_About this exercise_:
Each of the entries below is to be written out exactly, and the images skipped.

Exercise inputs below:

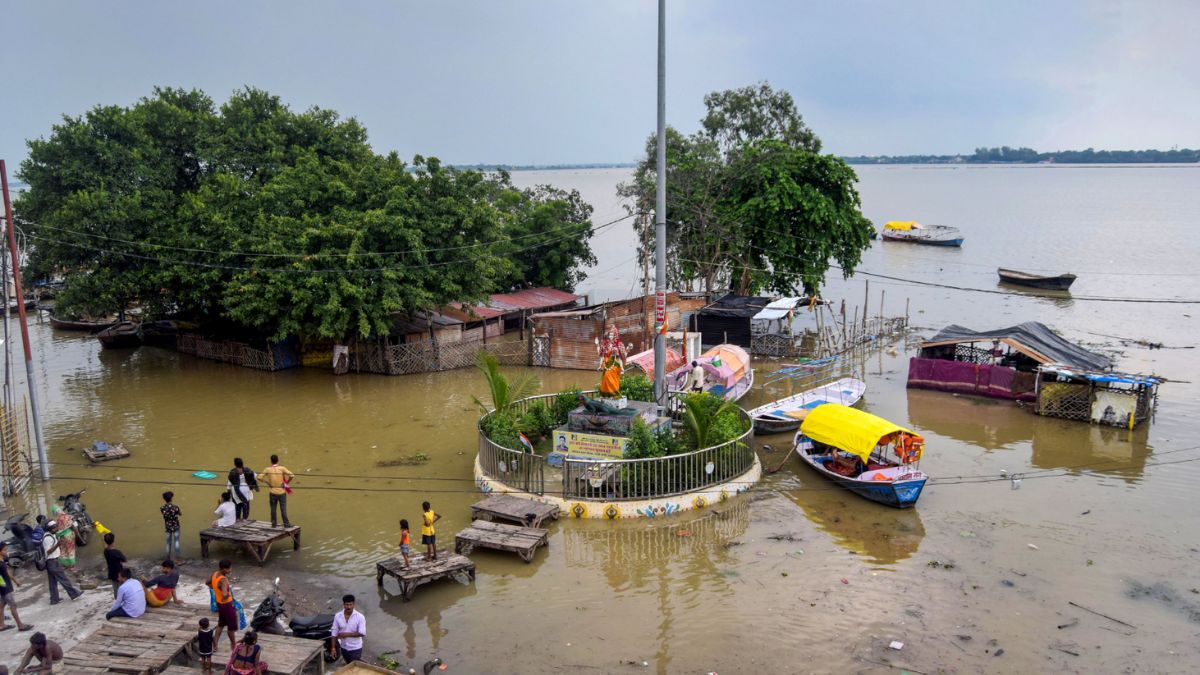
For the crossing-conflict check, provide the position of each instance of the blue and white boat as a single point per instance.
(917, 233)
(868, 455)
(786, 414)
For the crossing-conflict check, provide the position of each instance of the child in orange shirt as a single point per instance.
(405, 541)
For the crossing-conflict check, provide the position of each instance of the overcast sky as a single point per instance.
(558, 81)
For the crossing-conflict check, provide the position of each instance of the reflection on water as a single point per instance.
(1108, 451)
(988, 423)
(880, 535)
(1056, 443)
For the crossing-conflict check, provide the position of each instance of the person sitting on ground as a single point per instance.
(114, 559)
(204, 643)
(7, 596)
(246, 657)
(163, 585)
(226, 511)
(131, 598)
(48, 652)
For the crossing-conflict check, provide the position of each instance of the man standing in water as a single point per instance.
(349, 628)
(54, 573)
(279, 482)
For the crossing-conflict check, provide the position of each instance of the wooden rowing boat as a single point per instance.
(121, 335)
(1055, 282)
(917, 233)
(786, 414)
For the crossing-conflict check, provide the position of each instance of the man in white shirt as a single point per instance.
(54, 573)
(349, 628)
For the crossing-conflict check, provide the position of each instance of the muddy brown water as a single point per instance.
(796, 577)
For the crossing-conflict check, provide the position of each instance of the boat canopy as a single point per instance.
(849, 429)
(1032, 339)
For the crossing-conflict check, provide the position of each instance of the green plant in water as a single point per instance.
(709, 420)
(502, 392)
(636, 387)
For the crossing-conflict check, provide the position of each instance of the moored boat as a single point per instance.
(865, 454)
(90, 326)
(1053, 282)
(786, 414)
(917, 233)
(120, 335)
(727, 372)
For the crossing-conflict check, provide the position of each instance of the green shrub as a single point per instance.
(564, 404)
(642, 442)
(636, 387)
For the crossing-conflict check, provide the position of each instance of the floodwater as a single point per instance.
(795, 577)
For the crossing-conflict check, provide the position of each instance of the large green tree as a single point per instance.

End of Exercise inputs.

_Written solution_:
For the crossing-conflict check, provide the position of each instance of the blue and white boat as a single point per instance.
(917, 233)
(868, 455)
(786, 414)
For the crossing-conflict check, provide the position of each instance of the child in orange shirt as a single point per instance.
(405, 541)
For the crossing-conflict check, provide the position of each instance of the overcast sky as a single point per instance.
(558, 81)
For the crossing-conflict check, provide the position of each instance of the reflection on water as a single point per instance.
(1108, 451)
(988, 423)
(880, 535)
(1056, 443)
For the crossing-conflict check, provide the position of each instance of the person sitting on ground as a single point per instance.
(114, 559)
(204, 643)
(7, 596)
(246, 657)
(163, 585)
(226, 511)
(131, 598)
(48, 652)
For the crossing-conflict check, provide the position of each instance of the man standing in water as a single point per instance.
(349, 628)
(54, 573)
(279, 482)
For the crossing-conflict check, provide the position of each instance of the wooden rowing boat as a single point per instance.
(121, 335)
(1055, 282)
(917, 233)
(786, 414)
For the crossing-conflict check, provide the position of each instance of the man in white shirt as a single point per instance.
(54, 573)
(349, 628)
For the crossing-conflict check, provide the position of each instance of the muddy brown water as a single point per instance.
(796, 577)
For the crossing-conflict check, provide the position of each instance of the boat canopy as a single point per instance.
(849, 429)
(1032, 339)
For the crossing-conflict check, provide the position of each instance of the green plant in water as a single point per instance.
(709, 420)
(502, 392)
(636, 387)
For the crossing-conflict check, provide the position of each instance of the moored boat as a single point per instance.
(865, 454)
(90, 326)
(1053, 282)
(786, 414)
(917, 233)
(120, 335)
(727, 372)
For the crossing-conflict check, provide the position of each instance of the green shrub as a single point per instance.
(564, 404)
(642, 442)
(636, 387)
For the crossing-conflict check, provide the position of each instance of the floodwater as a single point per instance.
(795, 577)
For the crossing-conflict check, provide the position of each instance of the large green tree as a single point per instance.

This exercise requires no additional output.